__What to produce__.
Verbatim transcription with images omitted: return the entries below in full.

(Region pointing data)
══════════

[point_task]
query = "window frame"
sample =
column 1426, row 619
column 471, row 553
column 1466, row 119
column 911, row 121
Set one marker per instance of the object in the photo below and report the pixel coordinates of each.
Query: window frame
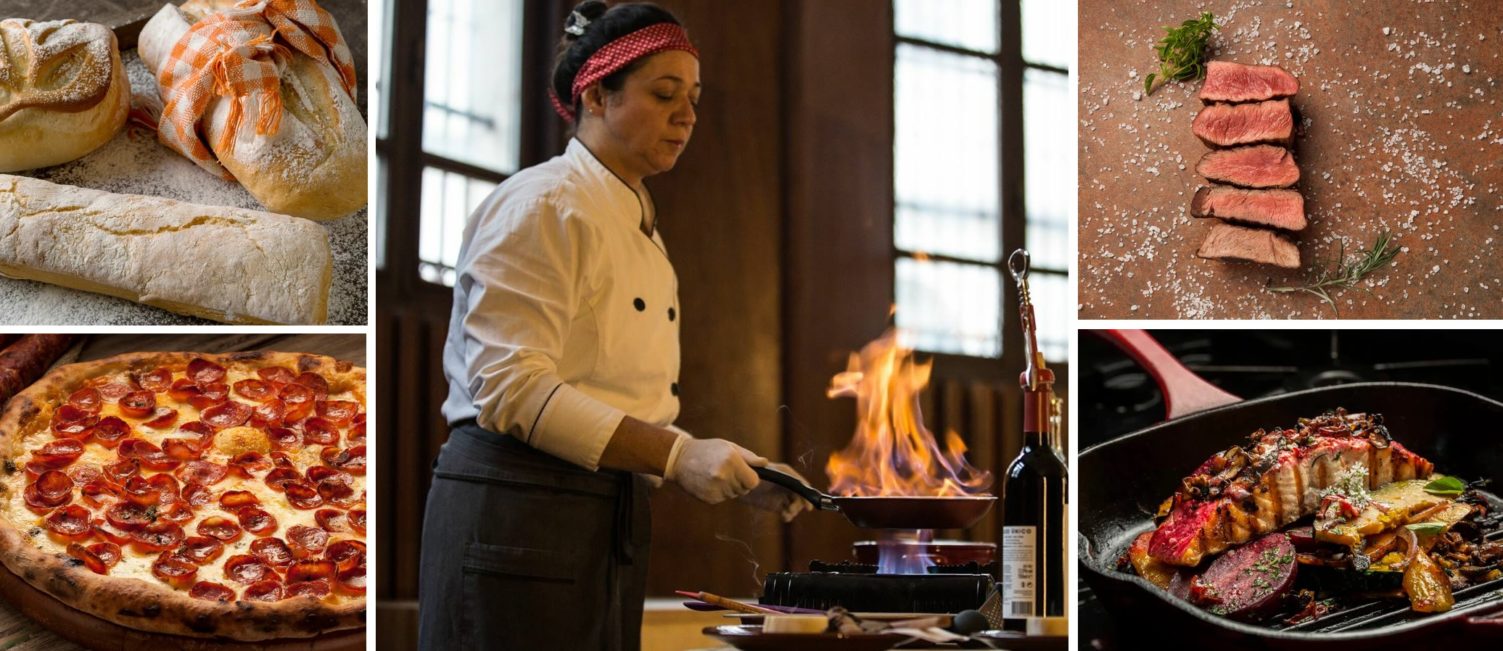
column 1013, row 232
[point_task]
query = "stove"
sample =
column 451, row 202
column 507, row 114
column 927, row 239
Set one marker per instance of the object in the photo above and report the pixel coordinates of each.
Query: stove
column 905, row 572
column 1117, row 397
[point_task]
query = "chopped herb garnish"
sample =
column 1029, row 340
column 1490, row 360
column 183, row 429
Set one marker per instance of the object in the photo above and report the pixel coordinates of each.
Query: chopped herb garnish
column 1445, row 486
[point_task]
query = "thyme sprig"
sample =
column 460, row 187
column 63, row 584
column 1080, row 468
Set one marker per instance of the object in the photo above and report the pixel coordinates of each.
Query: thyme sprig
column 1182, row 53
column 1345, row 274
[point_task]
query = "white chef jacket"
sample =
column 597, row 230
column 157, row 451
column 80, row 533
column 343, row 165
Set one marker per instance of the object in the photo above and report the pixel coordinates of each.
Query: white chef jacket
column 565, row 314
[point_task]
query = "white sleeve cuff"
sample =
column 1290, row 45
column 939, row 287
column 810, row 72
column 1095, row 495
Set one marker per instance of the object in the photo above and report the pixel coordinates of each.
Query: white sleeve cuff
column 574, row 427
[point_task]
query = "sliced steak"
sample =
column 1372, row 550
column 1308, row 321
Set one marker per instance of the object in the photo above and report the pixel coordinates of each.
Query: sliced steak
column 1227, row 81
column 1225, row 125
column 1260, row 166
column 1236, row 242
column 1276, row 208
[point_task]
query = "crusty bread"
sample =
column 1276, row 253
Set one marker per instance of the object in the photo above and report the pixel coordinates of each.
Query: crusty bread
column 62, row 92
column 223, row 263
column 314, row 166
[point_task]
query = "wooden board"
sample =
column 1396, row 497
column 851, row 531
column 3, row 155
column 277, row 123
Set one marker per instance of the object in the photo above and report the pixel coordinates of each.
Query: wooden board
column 33, row 620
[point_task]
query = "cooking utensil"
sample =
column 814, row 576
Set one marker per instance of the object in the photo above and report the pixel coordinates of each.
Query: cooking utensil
column 892, row 511
column 1123, row 481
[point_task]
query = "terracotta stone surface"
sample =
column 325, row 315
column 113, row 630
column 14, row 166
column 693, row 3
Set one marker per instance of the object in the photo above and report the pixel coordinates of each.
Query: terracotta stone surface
column 1401, row 128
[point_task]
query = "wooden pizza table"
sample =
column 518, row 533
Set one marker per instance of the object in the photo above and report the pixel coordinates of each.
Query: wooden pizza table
column 32, row 620
column 1403, row 130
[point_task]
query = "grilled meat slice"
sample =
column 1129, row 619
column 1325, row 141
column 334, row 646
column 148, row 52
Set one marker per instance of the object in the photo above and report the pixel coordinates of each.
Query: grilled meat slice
column 1225, row 125
column 1236, row 242
column 1276, row 208
column 1279, row 477
column 1261, row 166
column 1228, row 81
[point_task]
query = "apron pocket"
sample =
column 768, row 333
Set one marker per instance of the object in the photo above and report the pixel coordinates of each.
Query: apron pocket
column 520, row 597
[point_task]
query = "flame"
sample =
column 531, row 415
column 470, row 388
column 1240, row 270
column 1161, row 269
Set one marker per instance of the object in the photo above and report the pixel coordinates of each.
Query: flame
column 893, row 453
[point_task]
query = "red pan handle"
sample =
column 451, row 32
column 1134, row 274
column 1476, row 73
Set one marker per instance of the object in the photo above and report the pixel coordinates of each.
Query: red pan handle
column 1185, row 393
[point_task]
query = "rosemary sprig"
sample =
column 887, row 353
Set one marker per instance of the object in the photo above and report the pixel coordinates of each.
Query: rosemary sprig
column 1182, row 53
column 1345, row 274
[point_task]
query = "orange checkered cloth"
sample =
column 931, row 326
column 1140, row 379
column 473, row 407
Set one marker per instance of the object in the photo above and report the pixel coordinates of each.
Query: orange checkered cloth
column 239, row 54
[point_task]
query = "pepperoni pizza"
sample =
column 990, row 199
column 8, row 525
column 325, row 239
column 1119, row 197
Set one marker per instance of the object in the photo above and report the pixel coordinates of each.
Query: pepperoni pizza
column 197, row 495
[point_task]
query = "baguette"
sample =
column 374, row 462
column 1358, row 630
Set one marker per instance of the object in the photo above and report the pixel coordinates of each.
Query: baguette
column 314, row 164
column 62, row 92
column 221, row 263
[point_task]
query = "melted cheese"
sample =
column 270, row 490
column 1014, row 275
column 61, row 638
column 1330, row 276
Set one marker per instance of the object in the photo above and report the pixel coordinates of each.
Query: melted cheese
column 227, row 444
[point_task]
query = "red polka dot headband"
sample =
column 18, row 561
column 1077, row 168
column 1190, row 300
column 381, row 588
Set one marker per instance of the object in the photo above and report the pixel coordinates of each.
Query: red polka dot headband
column 619, row 53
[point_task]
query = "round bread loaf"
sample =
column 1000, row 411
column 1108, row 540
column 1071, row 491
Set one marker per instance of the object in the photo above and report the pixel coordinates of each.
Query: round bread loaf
column 62, row 92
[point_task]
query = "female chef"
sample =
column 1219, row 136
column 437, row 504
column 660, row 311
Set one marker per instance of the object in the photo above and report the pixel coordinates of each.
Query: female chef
column 562, row 364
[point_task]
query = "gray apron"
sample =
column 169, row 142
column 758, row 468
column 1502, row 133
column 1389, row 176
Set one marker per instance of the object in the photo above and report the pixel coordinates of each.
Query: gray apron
column 523, row 551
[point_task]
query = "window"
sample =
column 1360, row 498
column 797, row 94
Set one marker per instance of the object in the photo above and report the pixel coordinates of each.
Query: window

══════════

__Response to the task__.
[point_task]
query = "window frame"
sample =
column 1426, row 619
column 471, row 553
column 1466, row 119
column 911, row 121
Set one marker per instance of the object in the photo below and report the pixel coordinates of each.
Query: window frame
column 1013, row 232
[point_task]
query = "stove"
sample =
column 451, row 202
column 507, row 114
column 927, row 239
Set one marker per instance of the object in the photo above and report the pixel coordinates of each.
Query: stove
column 905, row 572
column 1117, row 397
[point_task]
query = "chopped herb garnish"
sample =
column 1029, row 340
column 1490, row 360
column 183, row 429
Set one marker per instance of the object in the photo above and report the pixel coordinates of each.
Query: chopped herb garnish
column 1445, row 486
[point_task]
query = "thyme sprig"
sample =
column 460, row 187
column 63, row 584
column 1080, row 468
Set one marker per instance of the object in the photo above and report the pixel coordinates of each.
Query: thyme sprig
column 1182, row 53
column 1345, row 274
[point_task]
query = "white chef jacket"
sample =
column 597, row 230
column 157, row 451
column 80, row 533
column 343, row 165
Set one marker per instance of the object in the photo above and report the pixel coordinates of each.
Query: white chef jacket
column 565, row 314
[point_task]
query = "white sleeve cuff"
sample =
column 1290, row 45
column 939, row 287
column 810, row 72
column 1095, row 495
Set one marker per instance of the object in the photo above and report the pixel coordinates of each.
Query: white sleeve cuff
column 574, row 427
[point_task]
query = "sliced steak"
sample =
column 1372, row 550
column 1308, row 321
Set one marker per instance of the object in the photo above and report the pixel coordinates of each.
Query: sliced steak
column 1227, row 81
column 1225, row 125
column 1260, row 166
column 1236, row 242
column 1276, row 208
[point_task]
query = "crusty bread"
sample =
column 1276, row 253
Set one marker per instance of the object in the photo above and report the pixel coordinates of each.
Query: crusty bread
column 62, row 92
column 223, row 263
column 314, row 166
[point_task]
query = "wooden board"
sample =
column 1396, row 497
column 851, row 531
column 3, row 155
column 277, row 123
Set one marker per instance of the object in the photo above and report the pixel coordinates of each.
Query: wooden board
column 33, row 620
[point_task]
query = "cooking utensil"
sample =
column 814, row 576
Set one marker per instance of the object in the photo above and report the pixel coordinates of each.
Query: cooking utensil
column 892, row 511
column 1123, row 481
[point_task]
query = "terracotta stone surface"
sample =
column 325, row 315
column 113, row 630
column 14, row 166
column 693, row 3
Set one marker per instance of the object in the photo above and report the pixel coordinates of each.
Query: terracotta stone surface
column 1401, row 128
[point_task]
query = "wooden pizza table"
sample =
column 518, row 533
Set one marker per instance of the object in the photo above and report the pixel coordinates of each.
Query: wooden pizza table
column 32, row 620
column 1403, row 130
[point_task]
query = "grilled meat slice"
sample =
column 1129, row 619
column 1325, row 141
column 334, row 646
column 148, row 52
Set one marker per instance of the object in the photo above and report the pixel coordinates of each.
Query: grilled meat slice
column 1225, row 125
column 1236, row 242
column 1276, row 208
column 1279, row 477
column 1261, row 166
column 1228, row 81
[point_task]
query = "apron pocket"
sample =
column 768, row 333
Set one marker per instance of the object in the photo above and report the pixel coordinates of each.
Query: apron pocket
column 520, row 597
[point_task]
query = "flame"
sample =
column 531, row 415
column 470, row 388
column 1240, row 270
column 1161, row 269
Set one marker per instance of the object in the photo above and report the pixel coordinates of each.
Query: flame
column 893, row 453
[point_task]
query = "red pan handle"
sample =
column 451, row 32
column 1134, row 274
column 1476, row 73
Set one marker per instance of the object in the photo above and report the pixel coordinates of each.
Query: red pan handle
column 1185, row 393
[point_task]
query = "rosemary sprig"
sample =
column 887, row 353
Set one marker per instance of the object in the photo above and report the pixel coordinates of each.
Query: rosemary sprig
column 1182, row 53
column 1345, row 274
[point_task]
query = "orange checkered cloth"
sample =
column 931, row 326
column 1140, row 379
column 473, row 407
Set one marker per instance of the object in the photo above and report the pixel coordinates of each.
Query: orange checkered cloth
column 239, row 54
[point_task]
query = "pepperoni pizza"
sample =
column 990, row 199
column 8, row 525
column 325, row 239
column 1119, row 197
Set one marker per instance of the object in the photo above and report the pixel coordinates of each.
Query: pepperoni pizza
column 197, row 495
[point_task]
query = "baguette"
sample =
column 374, row 462
column 1358, row 630
Set one marker per instance of the object in the photo above and report the pixel coordinates of each.
Query: baguette
column 314, row 164
column 62, row 92
column 221, row 263
[point_task]
query = "melted cheese"
sample =
column 270, row 490
column 1014, row 275
column 61, row 638
column 1330, row 276
Set one marker per instance of the object in the photo above and report the pixel coordinates of each.
Query: melted cheese
column 227, row 444
[point_task]
query = "red polka dot headband"
sample =
column 18, row 561
column 1077, row 168
column 1190, row 300
column 381, row 588
Set one marker per instance of the object in the photo above and report the pixel coordinates of each.
Query: red polka dot headband
column 619, row 53
[point_task]
query = "round bread loaf"
sample =
column 1000, row 411
column 1108, row 540
column 1071, row 491
Set one marker per instance of the object in the photo above and report the pixel coordinates of each.
Query: round bread loaf
column 62, row 92
[point_task]
query = "female chef"
sample =
column 1219, row 136
column 437, row 504
column 660, row 311
Set one marker per instance of the object in the photo above and report the pixel coordinates of each.
Query: female chef
column 562, row 364
[point_task]
query = "gray apron"
sample =
column 169, row 142
column 758, row 468
column 1502, row 133
column 1389, row 176
Set one marker per instance of the object in the photo above and report the pixel coordinates of each.
Query: gray apron
column 523, row 551
[point_task]
query = "window"
sample =
column 1360, row 498
column 797, row 94
Set one marker per instance of the object in the photo above and report the pixel coordinates of each.
Query: window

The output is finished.